Problem statement: Rescale the lines below by writing all of them out again, requests included, with every coordinate in the answers multiplied by 0.45 and rounded to a whole number, halves rounded up. Leave the pictures out of your answer.

(Extracted lines)
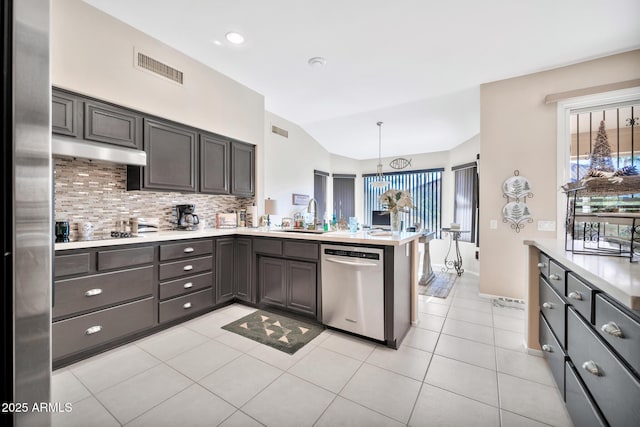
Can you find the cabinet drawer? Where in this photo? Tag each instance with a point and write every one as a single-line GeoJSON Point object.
{"type": "Point", "coordinates": [553, 353]}
{"type": "Point", "coordinates": [186, 267]}
{"type": "Point", "coordinates": [100, 290]}
{"type": "Point", "coordinates": [120, 258]}
{"type": "Point", "coordinates": [543, 264]}
{"type": "Point", "coordinates": [66, 265]}
{"type": "Point", "coordinates": [580, 295]}
{"type": "Point", "coordinates": [627, 344]}
{"type": "Point", "coordinates": [83, 332]}
{"type": "Point", "coordinates": [553, 308]}
{"type": "Point", "coordinates": [185, 285]}
{"type": "Point", "coordinates": [301, 250]}
{"type": "Point", "coordinates": [185, 249]}
{"type": "Point", "coordinates": [581, 407]}
{"type": "Point", "coordinates": [185, 305]}
{"type": "Point", "coordinates": [557, 277]}
{"type": "Point", "coordinates": [268, 246]}
{"type": "Point", "coordinates": [614, 388]}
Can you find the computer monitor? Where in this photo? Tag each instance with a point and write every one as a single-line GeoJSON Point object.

Exercise response:
Can you find the cabinet drawer? Where in this photo? Tag each instance with a point and write every one as a single-line GeoJSON Point object.
{"type": "Point", "coordinates": [249, 159]}
{"type": "Point", "coordinates": [84, 120]}
{"type": "Point", "coordinates": [45, 131]}
{"type": "Point", "coordinates": [54, 116]}
{"type": "Point", "coordinates": [244, 119]}
{"type": "Point", "coordinates": [30, 119]}
{"type": "Point", "coordinates": [261, 133]}
{"type": "Point", "coordinates": [282, 155]}
{"type": "Point", "coordinates": [37, 149]}
{"type": "Point", "coordinates": [249, 139]}
{"type": "Point", "coordinates": [83, 128]}
{"type": "Point", "coordinates": [135, 113]}
{"type": "Point", "coordinates": [83, 112]}
{"type": "Point", "coordinates": [261, 183]}
{"type": "Point", "coordinates": [83, 137]}
{"type": "Point", "coordinates": [251, 125]}
{"type": "Point", "coordinates": [121, 111]}
{"type": "Point", "coordinates": [276, 175]}
Can you find the computer monitor? Where in this photo? Tag each instance with a point and write every one as a single-line GeoJSON Point object.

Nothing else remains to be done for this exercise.